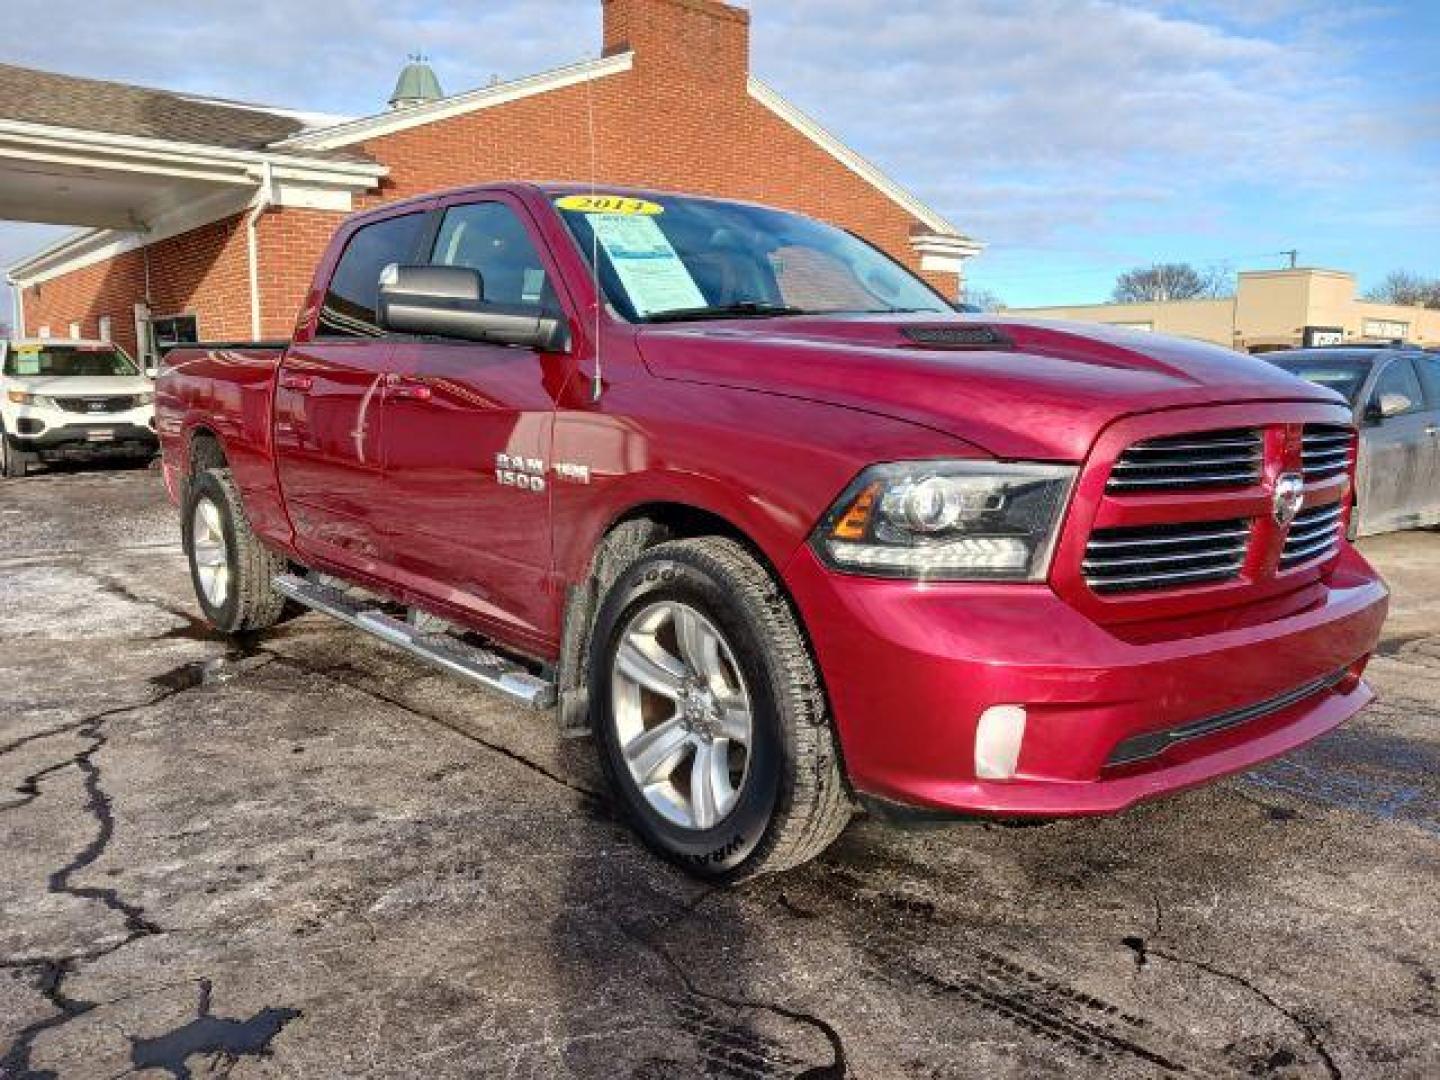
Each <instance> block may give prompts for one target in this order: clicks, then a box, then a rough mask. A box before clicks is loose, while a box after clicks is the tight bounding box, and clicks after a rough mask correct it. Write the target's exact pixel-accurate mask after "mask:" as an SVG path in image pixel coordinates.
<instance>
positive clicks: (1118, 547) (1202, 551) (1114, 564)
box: [1081, 518, 1250, 593]
mask: <svg viewBox="0 0 1440 1080" xmlns="http://www.w3.org/2000/svg"><path fill="white" fill-rule="evenodd" d="M1248 547H1250V521H1248V520H1246V518H1234V520H1230V521H1197V523H1187V524H1179V526H1138V527H1126V528H1097V530H1096V531H1094V533H1093V534H1092V536H1090V543H1089V544H1087V546H1086V553H1084V563H1081V570H1083V573H1084V579H1086V585H1089V586H1090V588H1092V589H1094V590H1096V592H1099V593H1116V592H1143V590H1151V589H1178V588H1184V586H1187V585H1205V583H1210V582H1228V580H1231V579H1234V577H1237V576H1240V567H1241V566H1244V562H1246V552H1247V550H1248Z"/></svg>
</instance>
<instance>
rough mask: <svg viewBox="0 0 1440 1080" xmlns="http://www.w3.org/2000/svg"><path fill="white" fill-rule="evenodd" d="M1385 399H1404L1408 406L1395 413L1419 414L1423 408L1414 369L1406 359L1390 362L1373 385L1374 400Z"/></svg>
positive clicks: (1415, 370)
mask: <svg viewBox="0 0 1440 1080" xmlns="http://www.w3.org/2000/svg"><path fill="white" fill-rule="evenodd" d="M1385 397H1395V399H1398V397H1404V399H1405V402H1408V406H1407V408H1405V409H1404V410H1403V412H1400V413H1397V415H1401V416H1403V415H1405V413H1411V412H1420V410H1421V409H1423V408H1424V395H1421V393H1420V382H1418V380H1417V379H1416V369H1414V367H1411V366H1410V359H1408V357H1401V359H1397V360H1392V361H1391V363H1390V364H1388V366H1387V367H1385V370H1384V372H1382V373H1381V376H1380V380H1378V382H1377V383H1375V393H1374V400H1375V402H1377V403H1380V402H1382V400H1384V399H1385Z"/></svg>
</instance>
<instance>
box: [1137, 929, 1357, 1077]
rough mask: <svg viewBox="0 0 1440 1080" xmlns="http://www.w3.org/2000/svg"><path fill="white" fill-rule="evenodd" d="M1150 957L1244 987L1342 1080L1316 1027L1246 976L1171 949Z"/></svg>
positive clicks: (1336, 1076) (1155, 949)
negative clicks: (1222, 979)
mask: <svg viewBox="0 0 1440 1080" xmlns="http://www.w3.org/2000/svg"><path fill="white" fill-rule="evenodd" d="M1148 955H1149V956H1159V958H1161V959H1162V960H1169V962H1171V963H1178V965H1182V966H1189V968H1195V969H1198V971H1202V972H1205V973H1207V975H1214V976H1215V978H1217V979H1224V981H1227V982H1233V984H1236V985H1237V986H1243V988H1244V989H1247V991H1250V992H1251V994H1253V995H1254V996H1257V998H1259V999H1260V1001H1263V1002H1264V1004H1266V1005H1269V1007H1270V1008H1272V1009H1274V1011H1276V1012H1279V1014H1280V1015H1282V1017H1284V1018H1286V1020H1289V1021H1290V1024H1293V1025H1295V1027H1296V1028H1297V1030H1299V1032H1300V1034H1302V1035H1303V1037H1305V1041H1306V1043H1308V1044H1309V1047H1310V1048H1312V1050H1313V1051H1315V1053H1316V1056H1318V1057H1319V1058H1320V1064H1323V1066H1325V1071H1326V1074H1328V1076H1329V1077H1331V1080H1341V1067H1339V1066H1338V1064H1336V1063H1335V1058H1333V1057H1332V1056H1331V1051H1329V1047H1326V1045H1325V1040H1323V1038H1320V1034H1319V1031H1318V1030H1316V1025H1315V1024H1312V1022H1309V1021H1306V1020H1305V1018H1303V1017H1300V1015H1299V1014H1297V1012H1295V1011H1293V1009H1287V1008H1286V1007H1284V1005H1282V1004H1280V1002H1279V1001H1276V999H1274V998H1273V996H1270V995H1269V994H1267V992H1266V991H1263V989H1260V988H1259V986H1257V985H1254V984H1253V982H1250V979H1247V978H1246V976H1244V975H1237V973H1236V972H1230V971H1225V969H1224V968H1217V966H1215V965H1214V963H1210V962H1208V960H1197V959H1192V958H1189V956H1181V955H1178V953H1174V952H1169V950H1168V949H1156V948H1155V946H1153V945H1151V946H1149V948H1148Z"/></svg>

### Required action
Return all of the material above unchanged, minus its pictures.

### Worked solution
Each <instance> block may give prompts for one target in this order: clicks, then a box, then a rough mask. A box before clicks is loose, while a box after clicks is the tight bounding box, and clicks after a rough mask correct it. Write the target's exact pixel-accurate mask after "mask:" as an SVG path in image pixel coordinates.
<instance>
positive clicks: (1118, 547) (1202, 551) (1114, 564)
box: [1081, 518, 1250, 593]
mask: <svg viewBox="0 0 1440 1080" xmlns="http://www.w3.org/2000/svg"><path fill="white" fill-rule="evenodd" d="M1248 547H1250V521H1248V520H1246V518H1234V520H1230V521H1197V523H1187V524H1179V526H1138V527H1126V528H1097V530H1096V531H1094V533H1093V534H1092V536H1090V543H1089V544H1087V546H1086V553H1084V563H1081V570H1083V573H1084V579H1086V585H1089V586H1090V588H1092V589H1094V590H1096V592H1099V593H1116V592H1143V590H1151V589H1178V588H1184V586H1187V585H1205V583H1210V582H1228V580H1231V579H1234V577H1237V576H1240V567H1241V566H1244V562H1246V552H1247V550H1248Z"/></svg>
</instance>
<instance>
rough mask: <svg viewBox="0 0 1440 1080" xmlns="http://www.w3.org/2000/svg"><path fill="white" fill-rule="evenodd" d="M1385 399H1404L1408 406L1395 413L1419 414L1423 408L1414 369L1406 359L1390 362L1373 385L1374 400Z"/></svg>
positive clicks: (1415, 370)
mask: <svg viewBox="0 0 1440 1080" xmlns="http://www.w3.org/2000/svg"><path fill="white" fill-rule="evenodd" d="M1385 397H1395V399H1398V397H1404V399H1405V402H1408V406H1407V408H1405V409H1404V410H1403V412H1400V413H1397V415H1401V416H1403V415H1405V413H1411V412H1420V410H1421V409H1423V408H1424V395H1421V393H1420V382H1418V380H1417V379H1416V369H1414V367H1411V366H1410V359H1408V357H1401V359H1397V360H1392V361H1391V363H1390V364H1388V366H1387V367H1385V370H1384V372H1382V373H1381V376H1380V380H1378V382H1377V383H1375V393H1374V400H1375V402H1377V403H1380V402H1382V400H1384V399H1385Z"/></svg>
</instance>
<instance>
box: [1137, 929, 1357, 1077]
rough mask: <svg viewBox="0 0 1440 1080" xmlns="http://www.w3.org/2000/svg"><path fill="white" fill-rule="evenodd" d="M1150 957L1244 987L1342 1080L1316 1027L1246 976L1171 949Z"/></svg>
positive clicks: (1336, 1076) (1155, 949)
negative clicks: (1222, 979)
mask: <svg viewBox="0 0 1440 1080" xmlns="http://www.w3.org/2000/svg"><path fill="white" fill-rule="evenodd" d="M1148 955H1149V956H1159V958H1161V959H1162V960H1169V962H1171V963H1178V965H1182V966H1189V968H1195V969H1198V971H1202V972H1205V973H1207V975H1214V976H1215V978H1217V979H1224V981H1227V982H1233V984H1236V985H1237V986H1243V988H1244V989H1247V991H1250V992H1251V994H1253V995H1254V996H1257V998H1259V999H1260V1001H1263V1002H1264V1004H1266V1005H1269V1007H1270V1008H1272V1009H1274V1011H1276V1012H1279V1014H1280V1015H1282V1017H1284V1018H1286V1020H1289V1021H1290V1024H1293V1025H1295V1027H1296V1028H1297V1030H1299V1032H1300V1034H1302V1035H1303V1037H1305V1041H1306V1043H1308V1044H1309V1047H1310V1048H1312V1050H1313V1051H1315V1053H1316V1056H1318V1057H1319V1058H1320V1064H1323V1066H1325V1071H1326V1074H1328V1076H1329V1077H1331V1080H1341V1067H1339V1066H1338V1064H1336V1063H1335V1058H1333V1057H1332V1056H1331V1051H1329V1047H1326V1045H1325V1040H1323V1038H1320V1034H1319V1031H1318V1030H1316V1025H1315V1024H1312V1022H1309V1021H1306V1020H1305V1018H1303V1017H1300V1015H1299V1014H1297V1012H1295V1011H1293V1009H1287V1008H1286V1007H1284V1005H1282V1004H1280V1002H1279V1001H1276V999H1274V998H1273V996H1270V995H1269V994H1267V992H1266V991H1263V989H1260V988H1259V986H1257V985H1254V984H1253V982H1250V979H1247V978H1246V976H1244V975H1237V973H1236V972H1230V971H1225V969H1224V968H1217V966H1215V965H1214V963H1210V962H1208V960H1197V959H1192V958H1189V956H1181V955H1178V953H1174V952H1169V950H1168V949H1156V948H1155V946H1153V945H1151V946H1149V948H1148Z"/></svg>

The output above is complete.